== SOURCE EXCERPT
Geological Background
The Ordos Basin is a large multi-cycle craton basin. According to the current structural morphology, the basin was divided into six primary structural units, including the Yimeng Uplift, Weibei Uplift, West Shanxi Flexfold Belt, Yishan Slope, Tianhuan Depression, and West Margin Thrust Structural Belt. Low-amplitude structures are developed in the marginal area of the basin, and the structural fluctuations per 1 km are usually less than 10 m. The study area is located in the western oil-bearing area of the Ordos Basin (Figure 1). The Chang 6 to Chang 8 oil-bearing intervals in the study area is developed on the west-dip monoclinal structure, and the scale of inherited low amplitude uplift is generally 1–4 km2.
FIGURE 1. Location and stratum comprehensive histogram of the study area. Notes: (A) The study area is located in the western part of the Yishan Slope in the Ordos Basin; (B) The stratigraphic unit composition of the Upper Triassic Yanchang Formation in the study area.
The sedimentary unit division of the study area is shown in Figure 1. The target layers are the Chang 6 and the Chang 8 Members of the Yanchang Formation. When the Chang 8 oil layer group was deposited, the lake basin had been in a sinking state until the Chang 7 oil layer group reached the maximum burial depth. At this time, the continental lake developed to the largest scale, and the deep lake source rock was formed at this stage. In the Chang 6 depositional period, the continental lake basin gradually began to shrink, and the subsidence rate was lower than the sedimentation compensation rate, and the lake basin delta formed. The Chang 6 and Chang 8 Members of the Yanchang Formation in the western oil region mainly develop underwater distributary channels, distributary bays, estuary bars, far sand bars, and semi-deep lake-deep lake mud microfacies. Chang 6 Member is further divided into Chang 61, Chang 62, Chang 63 and Chang 64 sub-members; and Chang 8 Member is further divided into Chang 81 and Chang 82 sub-members. Chang 61 and Chang 81 are the main oil producing horizons in this area.
====
**WRITTEN REQUEST 1**
According to the Ordos Basin background, which sub-members are the main oil producing horizons in the study area?
**WRITTEN REQUEST 2**
List every primary structural unit into which the Ordos Basin background divides the basin.
**WRITTEN REQUEST 3**
Carry the Ordos Basin background forward with a new paragraph that follows its final sentence.
The listing after this text is not needed for any of the work here.
== DATASET ENTRIES
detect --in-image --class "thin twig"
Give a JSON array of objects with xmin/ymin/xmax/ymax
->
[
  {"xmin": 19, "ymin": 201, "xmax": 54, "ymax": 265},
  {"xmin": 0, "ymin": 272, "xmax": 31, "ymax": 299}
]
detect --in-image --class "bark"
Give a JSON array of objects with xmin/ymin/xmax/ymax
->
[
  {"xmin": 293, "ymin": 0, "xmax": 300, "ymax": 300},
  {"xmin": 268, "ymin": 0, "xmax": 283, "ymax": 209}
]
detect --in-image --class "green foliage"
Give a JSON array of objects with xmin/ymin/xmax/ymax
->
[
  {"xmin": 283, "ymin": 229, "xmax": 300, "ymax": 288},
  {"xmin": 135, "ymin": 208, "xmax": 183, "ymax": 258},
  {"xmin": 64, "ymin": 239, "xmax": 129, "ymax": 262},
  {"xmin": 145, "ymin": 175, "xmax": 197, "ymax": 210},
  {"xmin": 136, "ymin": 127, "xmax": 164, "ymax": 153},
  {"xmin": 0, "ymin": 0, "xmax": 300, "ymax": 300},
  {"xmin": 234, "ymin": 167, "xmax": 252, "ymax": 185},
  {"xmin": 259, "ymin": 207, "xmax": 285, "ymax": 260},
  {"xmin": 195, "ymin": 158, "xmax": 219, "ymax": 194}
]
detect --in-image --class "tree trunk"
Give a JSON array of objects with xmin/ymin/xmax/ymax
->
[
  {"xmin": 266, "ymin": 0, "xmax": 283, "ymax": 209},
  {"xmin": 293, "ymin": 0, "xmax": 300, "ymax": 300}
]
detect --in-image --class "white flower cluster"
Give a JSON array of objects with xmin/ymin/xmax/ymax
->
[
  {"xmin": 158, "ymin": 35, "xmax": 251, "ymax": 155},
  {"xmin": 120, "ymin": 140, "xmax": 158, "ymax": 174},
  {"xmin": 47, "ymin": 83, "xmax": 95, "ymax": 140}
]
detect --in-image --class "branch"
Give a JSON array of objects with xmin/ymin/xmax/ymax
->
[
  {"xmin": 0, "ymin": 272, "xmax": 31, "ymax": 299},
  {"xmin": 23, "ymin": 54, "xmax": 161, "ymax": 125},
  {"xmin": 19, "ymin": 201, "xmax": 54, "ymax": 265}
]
====
**FINAL RESULT 1**
Chang 61 and Chang 81.

**FINAL RESULT 2**
Yimeng Uplift, Weibei Uplift, West Shanxi Flexfold Belt, Yishan Slope, Tianhuan Depression, West Margin Thrust Structural Belt

**FINAL RESULT 3**
Methods
The technical methods used in this paper include conventional and FMI imaging logging, paleomagnetic experiments, acoustic emission testing, and finite element simulation. FMI imaging logging can provide high-resolution 360° omnidirectional two-dimensional petrophysical image information around the borehole wall (Ortega et al., 2006; Olson et al., 2009; Qie et al., 2021; Wang et al., 2021). The difference in resistivity or acoustic impedance caused by stratum characteristics such as lithology, fractures, pores, and bedding are converted into different color scales on the image. This technology intuitively and clearly displays the subtle changes in geological features such as the rock types, rock structures, sedimentary structures, pores, and fractures in the two-dimensional space surrounding the borehole wall in the form of images.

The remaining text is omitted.